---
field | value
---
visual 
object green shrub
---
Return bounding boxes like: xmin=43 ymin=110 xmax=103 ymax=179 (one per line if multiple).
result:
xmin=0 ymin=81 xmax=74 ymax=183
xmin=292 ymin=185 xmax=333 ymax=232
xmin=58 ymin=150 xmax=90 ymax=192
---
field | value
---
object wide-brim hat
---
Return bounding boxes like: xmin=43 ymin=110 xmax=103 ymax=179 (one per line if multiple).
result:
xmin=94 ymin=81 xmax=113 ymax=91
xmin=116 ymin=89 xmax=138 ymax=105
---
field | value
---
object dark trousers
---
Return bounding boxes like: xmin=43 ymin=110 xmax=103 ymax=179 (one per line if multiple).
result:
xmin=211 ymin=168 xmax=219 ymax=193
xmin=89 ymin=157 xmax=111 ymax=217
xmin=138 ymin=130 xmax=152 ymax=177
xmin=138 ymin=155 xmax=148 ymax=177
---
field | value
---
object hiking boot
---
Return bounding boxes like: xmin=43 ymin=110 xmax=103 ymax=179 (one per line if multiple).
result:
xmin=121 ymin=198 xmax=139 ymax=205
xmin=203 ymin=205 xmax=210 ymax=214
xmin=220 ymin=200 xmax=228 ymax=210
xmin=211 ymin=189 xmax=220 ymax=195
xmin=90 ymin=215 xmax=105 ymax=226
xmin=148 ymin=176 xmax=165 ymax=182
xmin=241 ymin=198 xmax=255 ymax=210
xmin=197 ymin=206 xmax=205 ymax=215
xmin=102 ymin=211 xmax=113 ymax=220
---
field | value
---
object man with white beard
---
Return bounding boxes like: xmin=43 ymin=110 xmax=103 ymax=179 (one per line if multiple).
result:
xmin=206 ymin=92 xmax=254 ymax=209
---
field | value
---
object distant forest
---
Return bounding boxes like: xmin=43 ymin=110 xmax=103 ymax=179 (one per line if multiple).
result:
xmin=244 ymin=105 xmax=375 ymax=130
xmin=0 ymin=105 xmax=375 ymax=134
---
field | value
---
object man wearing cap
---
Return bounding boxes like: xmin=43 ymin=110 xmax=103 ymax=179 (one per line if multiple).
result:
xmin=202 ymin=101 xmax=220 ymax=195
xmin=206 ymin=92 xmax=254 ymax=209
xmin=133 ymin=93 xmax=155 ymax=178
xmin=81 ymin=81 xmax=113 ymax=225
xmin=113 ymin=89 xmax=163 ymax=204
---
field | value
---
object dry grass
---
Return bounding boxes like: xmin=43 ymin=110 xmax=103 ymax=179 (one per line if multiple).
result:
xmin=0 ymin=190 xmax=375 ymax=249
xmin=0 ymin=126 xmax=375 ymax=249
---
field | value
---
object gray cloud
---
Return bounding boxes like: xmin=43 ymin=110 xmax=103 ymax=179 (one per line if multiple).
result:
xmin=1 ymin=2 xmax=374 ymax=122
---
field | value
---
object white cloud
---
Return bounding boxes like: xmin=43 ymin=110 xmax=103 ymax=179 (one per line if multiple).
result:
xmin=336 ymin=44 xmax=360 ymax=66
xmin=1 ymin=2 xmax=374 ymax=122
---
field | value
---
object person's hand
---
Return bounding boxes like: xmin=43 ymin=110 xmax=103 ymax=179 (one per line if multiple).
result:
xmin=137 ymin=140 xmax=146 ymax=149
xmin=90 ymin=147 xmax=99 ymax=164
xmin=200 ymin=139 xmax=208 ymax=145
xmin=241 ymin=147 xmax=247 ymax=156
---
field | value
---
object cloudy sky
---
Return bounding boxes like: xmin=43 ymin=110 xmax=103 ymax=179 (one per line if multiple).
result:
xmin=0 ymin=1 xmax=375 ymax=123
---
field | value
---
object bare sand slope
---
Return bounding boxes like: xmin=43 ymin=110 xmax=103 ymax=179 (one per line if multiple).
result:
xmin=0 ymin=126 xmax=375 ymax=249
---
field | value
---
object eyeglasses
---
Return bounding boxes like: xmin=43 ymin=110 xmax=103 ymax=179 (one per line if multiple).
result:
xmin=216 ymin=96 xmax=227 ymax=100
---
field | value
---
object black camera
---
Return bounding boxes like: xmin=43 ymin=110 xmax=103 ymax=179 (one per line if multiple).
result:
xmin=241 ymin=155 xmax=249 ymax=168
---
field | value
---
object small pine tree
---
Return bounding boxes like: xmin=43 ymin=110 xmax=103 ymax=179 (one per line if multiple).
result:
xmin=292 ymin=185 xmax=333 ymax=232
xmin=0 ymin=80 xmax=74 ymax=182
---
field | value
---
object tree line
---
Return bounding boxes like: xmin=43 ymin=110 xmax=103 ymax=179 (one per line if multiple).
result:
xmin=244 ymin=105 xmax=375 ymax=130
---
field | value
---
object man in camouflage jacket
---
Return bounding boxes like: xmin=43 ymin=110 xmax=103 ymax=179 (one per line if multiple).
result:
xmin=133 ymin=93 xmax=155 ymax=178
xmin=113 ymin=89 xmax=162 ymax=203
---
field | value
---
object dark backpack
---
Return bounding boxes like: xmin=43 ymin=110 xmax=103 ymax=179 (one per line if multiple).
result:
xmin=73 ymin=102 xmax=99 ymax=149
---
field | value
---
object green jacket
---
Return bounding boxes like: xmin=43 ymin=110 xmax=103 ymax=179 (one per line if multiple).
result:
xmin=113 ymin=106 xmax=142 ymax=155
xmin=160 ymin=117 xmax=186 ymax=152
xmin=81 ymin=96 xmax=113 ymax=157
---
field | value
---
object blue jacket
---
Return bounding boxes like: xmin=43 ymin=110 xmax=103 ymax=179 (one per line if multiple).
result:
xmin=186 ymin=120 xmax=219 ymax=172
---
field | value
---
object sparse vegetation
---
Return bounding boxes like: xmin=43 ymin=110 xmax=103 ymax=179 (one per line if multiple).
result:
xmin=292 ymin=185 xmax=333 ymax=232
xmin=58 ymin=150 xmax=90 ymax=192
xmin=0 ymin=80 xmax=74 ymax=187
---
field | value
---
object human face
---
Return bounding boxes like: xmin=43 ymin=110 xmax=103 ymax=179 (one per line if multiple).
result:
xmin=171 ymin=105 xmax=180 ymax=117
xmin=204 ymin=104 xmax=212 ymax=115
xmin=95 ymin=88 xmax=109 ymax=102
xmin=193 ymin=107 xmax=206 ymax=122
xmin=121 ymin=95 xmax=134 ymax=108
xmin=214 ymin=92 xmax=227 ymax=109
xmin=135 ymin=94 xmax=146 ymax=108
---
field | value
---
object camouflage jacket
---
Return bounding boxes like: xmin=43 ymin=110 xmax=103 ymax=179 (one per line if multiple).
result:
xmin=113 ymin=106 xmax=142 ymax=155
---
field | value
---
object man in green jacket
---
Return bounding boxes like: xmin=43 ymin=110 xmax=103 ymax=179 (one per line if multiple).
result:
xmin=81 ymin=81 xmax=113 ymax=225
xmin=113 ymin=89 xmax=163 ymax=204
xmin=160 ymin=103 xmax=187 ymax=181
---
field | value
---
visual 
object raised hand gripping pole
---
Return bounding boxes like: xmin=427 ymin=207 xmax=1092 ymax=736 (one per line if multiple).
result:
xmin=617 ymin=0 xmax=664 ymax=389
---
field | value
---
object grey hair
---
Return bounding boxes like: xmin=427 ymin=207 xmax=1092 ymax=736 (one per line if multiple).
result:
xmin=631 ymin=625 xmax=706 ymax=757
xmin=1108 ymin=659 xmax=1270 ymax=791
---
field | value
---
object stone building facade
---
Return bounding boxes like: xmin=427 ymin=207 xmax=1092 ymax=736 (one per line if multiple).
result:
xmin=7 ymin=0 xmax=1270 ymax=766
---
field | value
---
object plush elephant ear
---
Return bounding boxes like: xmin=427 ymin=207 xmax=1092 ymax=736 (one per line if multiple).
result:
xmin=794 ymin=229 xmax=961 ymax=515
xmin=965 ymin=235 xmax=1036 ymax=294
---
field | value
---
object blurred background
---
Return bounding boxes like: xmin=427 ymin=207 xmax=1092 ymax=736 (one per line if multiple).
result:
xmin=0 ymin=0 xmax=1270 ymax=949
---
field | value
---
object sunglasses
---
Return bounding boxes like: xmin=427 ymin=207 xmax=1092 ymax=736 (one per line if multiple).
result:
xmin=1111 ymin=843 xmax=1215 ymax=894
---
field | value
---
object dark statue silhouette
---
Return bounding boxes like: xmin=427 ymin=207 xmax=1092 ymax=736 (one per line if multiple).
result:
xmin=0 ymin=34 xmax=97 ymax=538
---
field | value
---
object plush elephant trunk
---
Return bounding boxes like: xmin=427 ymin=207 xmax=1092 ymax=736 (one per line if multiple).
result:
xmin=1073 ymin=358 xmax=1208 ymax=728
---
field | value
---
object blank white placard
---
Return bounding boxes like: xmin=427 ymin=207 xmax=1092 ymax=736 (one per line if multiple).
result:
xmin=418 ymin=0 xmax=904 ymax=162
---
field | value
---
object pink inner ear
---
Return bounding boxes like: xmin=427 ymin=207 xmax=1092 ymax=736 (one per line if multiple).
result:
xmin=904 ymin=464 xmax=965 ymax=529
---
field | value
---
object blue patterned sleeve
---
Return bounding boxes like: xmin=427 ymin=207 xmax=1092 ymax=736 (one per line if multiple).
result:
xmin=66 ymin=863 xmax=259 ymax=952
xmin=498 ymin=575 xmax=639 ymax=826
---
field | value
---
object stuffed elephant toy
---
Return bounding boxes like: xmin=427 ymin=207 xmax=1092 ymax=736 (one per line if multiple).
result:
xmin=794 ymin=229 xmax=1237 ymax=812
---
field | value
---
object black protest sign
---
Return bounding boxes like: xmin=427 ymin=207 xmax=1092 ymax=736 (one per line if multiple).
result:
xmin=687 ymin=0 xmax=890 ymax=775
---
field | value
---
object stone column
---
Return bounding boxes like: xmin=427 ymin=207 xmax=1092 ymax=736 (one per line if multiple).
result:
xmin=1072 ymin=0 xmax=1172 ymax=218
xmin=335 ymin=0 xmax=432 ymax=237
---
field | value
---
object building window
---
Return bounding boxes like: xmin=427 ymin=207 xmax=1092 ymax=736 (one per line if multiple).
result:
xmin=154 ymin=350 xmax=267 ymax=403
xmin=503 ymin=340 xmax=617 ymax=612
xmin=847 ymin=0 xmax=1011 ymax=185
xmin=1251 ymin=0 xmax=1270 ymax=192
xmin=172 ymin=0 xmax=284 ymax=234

** Your task **
Locate every line above that contains the word "hand", and copy each such line in full.

** Problem solution **
object person's hand
object raised hand gripping pole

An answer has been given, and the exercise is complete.